■ TEXTE EXTRAIT ■
La législation sur les rapports locatifs en Allemagne est très largement favorable aux locataires. Elle leur offre des armes efficaces pour se défendre contre des dynamiques de spéculation immobilière dans le secteur locatif.
C’est pourquoi les locataires allemands s’inquiètent d’une éventuelle harmonisation européenne dans ce domaine, qui pour eux se traduirait par un nivellement par le bas.
La politique du logement en Allemagne a fait le choix du marché : elle a toujours été plutôt orientée vers la réalisation d’un marché du logement dont de larges segments sont accessibles à la majorité de la population. L’idée de création d’un secteur du logement social à part entière, qui accueillerait les ménages qui ne peuvent se loger dans l’offre privée, a ainsi été laissée longtemps de côté.
C’est dans cette perspective que le législateur allemand a développé un cadre réglementaire qui fixe des rapports locatifs très favorables aux locataires : en limitant par exemple strictement les augmentations de loyers, la législation joue depuis longtemps un rôle de garde-fou contre les dynamiques spéculatives dans le secteur du logement.
Ce cadre réglementaire est notamment à l’origine de l’existence d’un marché locatif privé abordable pour une grande majorité de la population. Il sert aussi d’arme redoutable pour les locataires, qui peuvent se défendre efficacement contre la spéculation.
Des rapports locatifs régulés et favorables aux locataires
Les rapports locatifs (les relations entre les propriétaires et les locataires) sont extrêmement encadrés en Allemagne, dans un sens favorable aux locataires.
Ainsi, les baux locatifs sont à durée indéterminée : un locataire qui paye régulièrement son loyer et ses charges peut donc envisager de passer sa vie dans le même appartement, voire même de transmettre « son » appartement à ses enfants, puisque les baux sont héréditaires.

■ LES QUESTIONS ■
[a] Dans le texte sur la législation locative allemande :
(i) De quoi les locataires allemands s'inquiètent-ils ?
(ii) Quelle idée la politique du logement a-t-elle longtemps laissée de côté ?
(iii) Quelle est la durée des baux locatifs ?
[b] Pouvez-vous reprendre la rédaction du texte sur la législation locative allemande après sa dernière phrase ?
Les entrées n'interviennent pas dans cet exercice.

■ SECTION DES DONNÉES ■
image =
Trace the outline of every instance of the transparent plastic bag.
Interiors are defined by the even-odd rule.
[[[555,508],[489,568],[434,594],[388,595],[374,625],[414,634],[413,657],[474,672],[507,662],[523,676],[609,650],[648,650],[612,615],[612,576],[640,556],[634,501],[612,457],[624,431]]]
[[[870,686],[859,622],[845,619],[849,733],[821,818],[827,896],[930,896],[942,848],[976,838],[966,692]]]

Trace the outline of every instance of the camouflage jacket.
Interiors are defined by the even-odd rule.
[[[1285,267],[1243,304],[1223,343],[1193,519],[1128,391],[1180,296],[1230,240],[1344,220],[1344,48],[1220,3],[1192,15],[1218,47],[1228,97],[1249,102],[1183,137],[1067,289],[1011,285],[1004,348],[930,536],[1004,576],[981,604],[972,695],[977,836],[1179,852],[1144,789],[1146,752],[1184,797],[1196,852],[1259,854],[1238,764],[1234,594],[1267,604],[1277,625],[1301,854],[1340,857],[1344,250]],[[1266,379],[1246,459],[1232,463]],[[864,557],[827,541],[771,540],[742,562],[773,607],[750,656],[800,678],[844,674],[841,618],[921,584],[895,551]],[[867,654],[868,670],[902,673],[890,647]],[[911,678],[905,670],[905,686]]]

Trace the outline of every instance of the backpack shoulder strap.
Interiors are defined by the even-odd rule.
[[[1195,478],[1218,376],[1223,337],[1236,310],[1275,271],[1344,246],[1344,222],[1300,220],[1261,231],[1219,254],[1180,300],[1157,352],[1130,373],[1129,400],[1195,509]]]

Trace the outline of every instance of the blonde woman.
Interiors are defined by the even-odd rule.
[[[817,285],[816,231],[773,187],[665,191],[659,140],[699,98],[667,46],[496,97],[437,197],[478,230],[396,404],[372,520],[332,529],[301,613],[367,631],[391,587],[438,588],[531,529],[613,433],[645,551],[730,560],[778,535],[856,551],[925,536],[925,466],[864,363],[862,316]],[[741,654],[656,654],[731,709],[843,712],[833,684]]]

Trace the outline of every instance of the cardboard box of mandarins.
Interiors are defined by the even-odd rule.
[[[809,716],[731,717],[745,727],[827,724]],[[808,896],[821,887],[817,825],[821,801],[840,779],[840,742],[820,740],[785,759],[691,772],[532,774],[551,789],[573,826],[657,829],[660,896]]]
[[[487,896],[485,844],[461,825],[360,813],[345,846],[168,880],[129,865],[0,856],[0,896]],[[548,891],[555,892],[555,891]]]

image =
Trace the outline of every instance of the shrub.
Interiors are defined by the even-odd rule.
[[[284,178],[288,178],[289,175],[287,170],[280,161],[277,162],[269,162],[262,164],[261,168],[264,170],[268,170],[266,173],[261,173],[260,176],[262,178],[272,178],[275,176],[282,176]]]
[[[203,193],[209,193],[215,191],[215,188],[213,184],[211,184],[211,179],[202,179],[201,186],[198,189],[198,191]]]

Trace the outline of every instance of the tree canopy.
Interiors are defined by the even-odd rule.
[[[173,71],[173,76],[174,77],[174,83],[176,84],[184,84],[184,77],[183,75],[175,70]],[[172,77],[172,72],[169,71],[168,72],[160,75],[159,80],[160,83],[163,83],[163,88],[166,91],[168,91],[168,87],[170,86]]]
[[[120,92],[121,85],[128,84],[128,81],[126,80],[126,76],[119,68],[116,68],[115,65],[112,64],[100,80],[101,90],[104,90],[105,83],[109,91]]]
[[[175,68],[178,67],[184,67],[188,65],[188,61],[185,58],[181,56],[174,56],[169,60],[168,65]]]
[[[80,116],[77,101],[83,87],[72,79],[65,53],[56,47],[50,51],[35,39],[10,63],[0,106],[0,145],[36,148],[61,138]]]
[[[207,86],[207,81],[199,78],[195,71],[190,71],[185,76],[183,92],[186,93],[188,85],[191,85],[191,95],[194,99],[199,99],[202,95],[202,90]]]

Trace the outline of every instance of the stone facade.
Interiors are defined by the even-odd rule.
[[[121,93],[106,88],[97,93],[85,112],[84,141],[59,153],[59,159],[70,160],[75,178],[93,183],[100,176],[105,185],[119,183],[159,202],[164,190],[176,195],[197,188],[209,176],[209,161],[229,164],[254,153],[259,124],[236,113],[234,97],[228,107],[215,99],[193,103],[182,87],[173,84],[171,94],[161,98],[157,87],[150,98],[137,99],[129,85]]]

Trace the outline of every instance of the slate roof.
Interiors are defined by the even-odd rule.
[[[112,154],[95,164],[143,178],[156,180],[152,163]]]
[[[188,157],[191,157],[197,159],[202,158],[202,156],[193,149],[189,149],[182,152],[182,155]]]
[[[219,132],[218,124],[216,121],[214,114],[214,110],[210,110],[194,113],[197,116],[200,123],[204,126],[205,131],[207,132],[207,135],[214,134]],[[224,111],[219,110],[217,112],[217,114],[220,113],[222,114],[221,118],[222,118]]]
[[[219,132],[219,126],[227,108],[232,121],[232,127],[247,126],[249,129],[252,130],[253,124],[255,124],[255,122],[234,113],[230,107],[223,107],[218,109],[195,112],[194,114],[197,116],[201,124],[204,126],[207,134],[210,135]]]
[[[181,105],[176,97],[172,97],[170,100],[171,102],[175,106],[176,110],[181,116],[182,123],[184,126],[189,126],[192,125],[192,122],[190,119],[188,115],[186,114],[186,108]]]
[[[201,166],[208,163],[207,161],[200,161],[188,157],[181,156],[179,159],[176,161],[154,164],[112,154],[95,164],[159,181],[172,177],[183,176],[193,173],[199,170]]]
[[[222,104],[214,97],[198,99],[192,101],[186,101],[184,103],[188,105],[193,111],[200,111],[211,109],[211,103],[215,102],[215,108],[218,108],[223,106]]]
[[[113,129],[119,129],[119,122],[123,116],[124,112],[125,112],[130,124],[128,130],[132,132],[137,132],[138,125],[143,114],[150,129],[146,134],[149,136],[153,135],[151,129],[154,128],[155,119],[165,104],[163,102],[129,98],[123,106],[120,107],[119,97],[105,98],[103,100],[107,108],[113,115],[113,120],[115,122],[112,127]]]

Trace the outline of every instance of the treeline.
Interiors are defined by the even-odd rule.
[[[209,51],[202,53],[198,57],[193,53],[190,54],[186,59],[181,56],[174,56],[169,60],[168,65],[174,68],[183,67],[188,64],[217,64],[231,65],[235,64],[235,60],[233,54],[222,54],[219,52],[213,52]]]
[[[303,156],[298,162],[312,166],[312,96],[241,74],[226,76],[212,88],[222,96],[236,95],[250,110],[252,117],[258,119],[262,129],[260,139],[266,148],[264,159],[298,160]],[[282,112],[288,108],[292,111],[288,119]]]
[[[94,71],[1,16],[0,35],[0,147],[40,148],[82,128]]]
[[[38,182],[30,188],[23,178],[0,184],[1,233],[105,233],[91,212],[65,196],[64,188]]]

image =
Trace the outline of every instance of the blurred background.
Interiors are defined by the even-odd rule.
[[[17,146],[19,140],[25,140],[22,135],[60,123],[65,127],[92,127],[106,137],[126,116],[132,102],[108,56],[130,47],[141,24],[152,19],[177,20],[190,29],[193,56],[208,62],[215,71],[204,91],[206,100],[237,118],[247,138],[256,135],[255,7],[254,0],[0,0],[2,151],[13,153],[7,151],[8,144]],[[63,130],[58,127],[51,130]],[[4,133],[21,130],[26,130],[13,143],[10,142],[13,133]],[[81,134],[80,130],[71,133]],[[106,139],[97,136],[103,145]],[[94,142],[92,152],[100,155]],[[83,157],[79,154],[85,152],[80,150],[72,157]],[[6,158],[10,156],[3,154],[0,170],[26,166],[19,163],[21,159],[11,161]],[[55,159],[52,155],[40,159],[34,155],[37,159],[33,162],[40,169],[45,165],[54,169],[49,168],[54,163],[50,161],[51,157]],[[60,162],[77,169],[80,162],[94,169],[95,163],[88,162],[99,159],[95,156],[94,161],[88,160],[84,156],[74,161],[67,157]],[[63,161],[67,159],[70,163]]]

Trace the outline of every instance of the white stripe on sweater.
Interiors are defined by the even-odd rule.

■ LES RÉPONSES ■
[a]
(i) D'une éventuelle harmonisation européenne dans ce domaine, qui se traduirait pour eux par un nivellement par le bas.
(ii) La création d'un secteur du logement social à part entière, qui accueillerait les ménages ne pouvant se loger dans l'offre privée.
(iii) Les baux sont à durée indéterminée.

[b]
Les conditions dans lesquelles un propriétaire peut donner congé à son locataire sont strictement définies : elles sont limitées à la reprise du logement par le propriétaire pour y habiter et au non-respect du contrat par le locataire (notamment deux mois d’impayés de loyer).
Comme la hausse des loyers est strictement encadrée par l’Etat, le marché locatif ne subit qu’une spéculation limitée. Cela explique certainement un moindre attrait des Allemands pour l’accession à la propriété, puisque la condition de locataire leur procure une situation relativement stable.
Le loyer comparatif (Vergleichmiete)
La réglementation du niveau des loyers n’est pas la même dans les différents secteurs du logement. Le « loyer comparatif » (Vergleichmiete) ne concerne que le secteur du bâti ancien (c’est-à-dire construit avant la loi de 1956) et les nouvelles constructions (depuis 1956) qui avaient bénéficié d’un soutien public, mais qui au terme du remboursement des emprunts à l’Etat, retombent dans le secteur privé classique, et sont donc soumises à la même réglementation que le bâti ancien. Les détails de la réglementation des loyers dans le secteur du logement social sont à consulter dans l’article « Pourquoi le logement social est-il devenu plus cher que le logement privé ? ».
Après la Seconde guerre mondiale, la crise du logement, due aux destructions des bombardements alliés, pousse les pouvoirs publics à fixer eux-mêmes le niveau des loyers. Il est alors prévu de ne confier à nouveau la régulation au marché qu’à partir du moment où l’offre dépassera de 3 % la demande de logements. C’est le cas à partir du début des années 1960 : le plan Lücke « libère » les loyers qui doublent entre 1960 et 1970, alors que ceux du terrain doublent entre 1962 et 1969.
Une seule restriction majeure à la spéculation est instaurée : le « Mietspiegel » (miroir des loyers)
Ce cadastre des loyers fixe des seuils locaux dans l’augmentation des loyers sur la base de la valeur d’usage : le prix de location dépend pour l’essentiel de la taille, de la situation, de l’année de construction et de l’aménagement du logement. Le Mietspiegel a une double fonction : il reflète l’état du marché locatif dans une zone géographique et à un moment donné, et il encadre strictement l’évolution de ce marché, limitant les hausses éventuelles de loyers à ce qui se pratique déjà dans la zone. Il joue donc un rôle de rétro-contrôle.
Les hausses de loyer en cours de bail sont d’une part limitées par la valeur du Mietspiegel concerné et, d’autre part, ne peuvent pas dépasser 20 % sur trois ans. Toutes les hausses de loyer nécessitent l’accord des locataires. Les propriétaires peuvent toutefois aller en justice pour tenter d’obtenir les hausses autorisées.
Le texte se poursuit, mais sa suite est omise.